**PEDIDO**
Reproduza na íntegra, sem nenhuma alteração, o texto abaixo sobre o filme Infiltrado na Klan.

**TEXTO DA PÁGINA**
_ _ _ _ _
Uma das seleções da 42ª Mostra Internacional de Cinema de São Paulo, Infiltrado na Klan, de Spike Lee, discute o racismo cívico e institucional nos EUA dos anos 70. Baseado em uma história real, o filme mostra como e por que o disfarce de Ron Stallworth (John David Washington), um policial negro do Colorado, em falso membro da Ku Klux Klan, tem correspondência com o atual cenário político norte-americano.
Primeiro, expliquemos como um homem negro conseguiu se passar por membro da famosa KKK – sigla, esta, que encontra-se inserida comicamente no título original do longa-metragem (BlackKklansman).
O Clubinho da KKK
Em 1978, Stallworth lê uma notícia de jornal que convoca pessoas racistas e antissemitas para ingressar no “clubinho” da KKK. Ao telefonar para o número indicado no texto, Ron se faz passar por um homem branco e interessado na ideologia de raças. Pronto. É assim que o esterco é jogado no ventilador – para melhor expressar a impulsividade de Stallworth naquele momento –, e é assim que temos a nossa história. Mas, ainda pior do que sua “estratégia” muito pouco eficaz, o protagonista fornece o seu nome verdadeiro ao homem do outro lado da linha.
_ _ _ _ _
**LINHAS FORNECIDAS**
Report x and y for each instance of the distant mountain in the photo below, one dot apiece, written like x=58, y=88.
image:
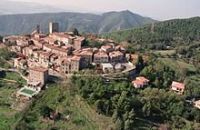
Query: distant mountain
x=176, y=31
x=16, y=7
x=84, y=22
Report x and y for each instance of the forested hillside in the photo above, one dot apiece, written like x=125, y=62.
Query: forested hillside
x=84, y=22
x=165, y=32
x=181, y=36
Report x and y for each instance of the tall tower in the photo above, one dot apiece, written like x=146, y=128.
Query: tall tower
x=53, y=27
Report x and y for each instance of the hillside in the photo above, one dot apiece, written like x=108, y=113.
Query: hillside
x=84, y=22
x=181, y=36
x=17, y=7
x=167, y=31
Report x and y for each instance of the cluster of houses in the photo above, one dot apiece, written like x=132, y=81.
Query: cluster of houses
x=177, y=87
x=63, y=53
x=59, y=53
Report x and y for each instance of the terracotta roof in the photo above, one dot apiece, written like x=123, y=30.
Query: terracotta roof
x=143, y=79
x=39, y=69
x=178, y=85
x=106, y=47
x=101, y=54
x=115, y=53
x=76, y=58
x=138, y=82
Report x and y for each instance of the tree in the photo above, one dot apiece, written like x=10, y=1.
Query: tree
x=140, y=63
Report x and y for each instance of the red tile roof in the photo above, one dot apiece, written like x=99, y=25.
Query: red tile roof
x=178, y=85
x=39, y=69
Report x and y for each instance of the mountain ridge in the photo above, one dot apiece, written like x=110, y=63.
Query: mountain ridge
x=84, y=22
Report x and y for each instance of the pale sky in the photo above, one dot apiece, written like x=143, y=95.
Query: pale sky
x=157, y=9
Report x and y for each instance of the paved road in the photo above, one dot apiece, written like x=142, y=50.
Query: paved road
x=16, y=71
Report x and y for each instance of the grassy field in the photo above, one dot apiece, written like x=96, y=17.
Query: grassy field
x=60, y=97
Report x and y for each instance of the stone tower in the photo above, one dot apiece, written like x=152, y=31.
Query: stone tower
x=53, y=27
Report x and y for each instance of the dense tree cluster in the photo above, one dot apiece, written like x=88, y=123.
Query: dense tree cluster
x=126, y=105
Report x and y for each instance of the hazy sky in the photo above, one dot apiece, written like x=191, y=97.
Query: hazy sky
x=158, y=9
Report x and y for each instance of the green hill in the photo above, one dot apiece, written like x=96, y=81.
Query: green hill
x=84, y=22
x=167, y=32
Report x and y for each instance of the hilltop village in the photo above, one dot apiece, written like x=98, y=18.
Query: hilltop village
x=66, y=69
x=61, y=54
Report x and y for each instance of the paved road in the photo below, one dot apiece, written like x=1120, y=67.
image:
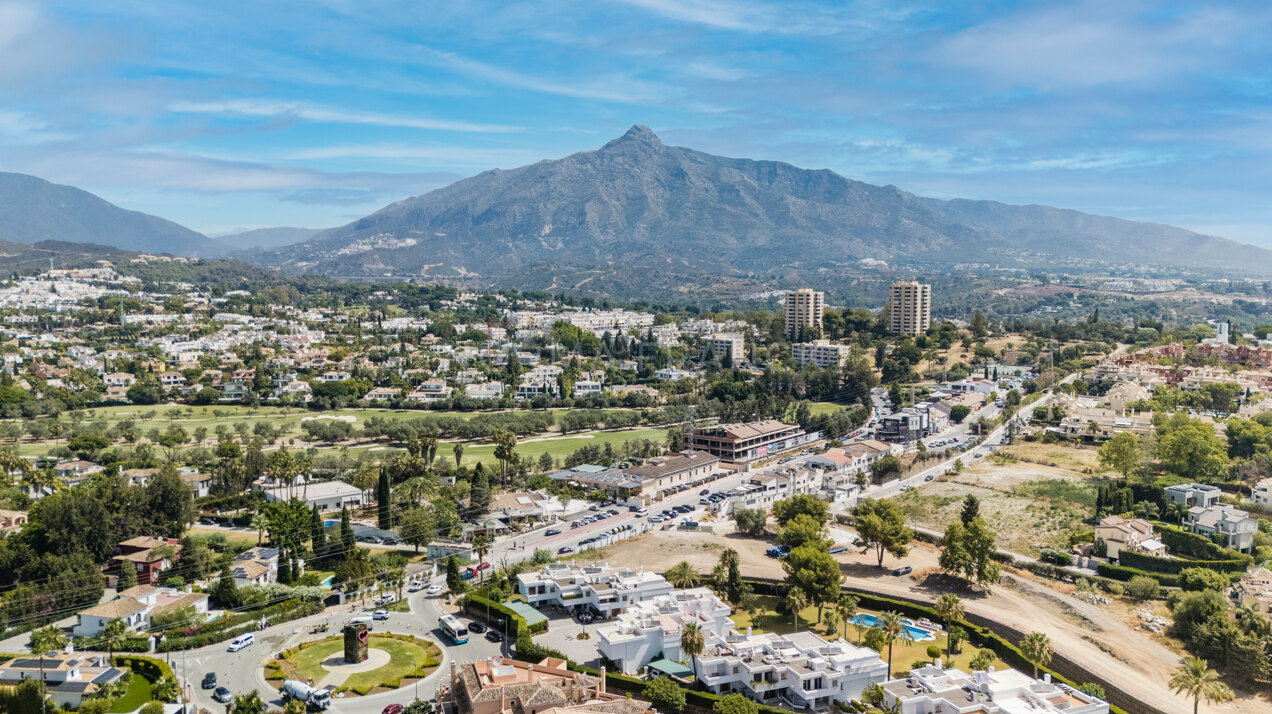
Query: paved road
_ _ _ _ _
**RESPOSTA**
Uma das seleções da 42ª Mostra Internacional de Cinema de São Paulo, Infiltrado na Klan, de Spike Lee, discute o racismo cívico e institucional nos EUA dos anos 70. Baseado em uma história real, o filme mostra como e por que o disfarce de Ron Stallworth (John David Washington), um policial negro do Colorado, em falso membro da Ku Klux Klan, tem correspondência com o atual cenário político norte-americano.
Primeiro, expliquemos como um homem negro conseguiu se passar por membro da famosa KKK – sigla, esta, que encontra-se inserida comicamente no título original do longa-metragem (BlackKklansman).
O Clubinho da KKK
Em 1978, Stallworth lê uma notícia de jornal que convoca pessoas racistas e antissemitas para ingressar no “clubinho” da KKK. Ao telefonar para o número indicado no texto, Ron se faz passar por um homem branco e interessado na ideologia de raças. Pronto. É assim que o esterco é jogado no ventilador – para melhor expressar a impulsividade de Stallworth naquele momento –, e é assim que temos a nossa história. Mas, ainda pior do que sua “estratégia” muito pouco eficaz, o protagonista fornece o seu nome verdadeiro ao homem do outro lado da linha.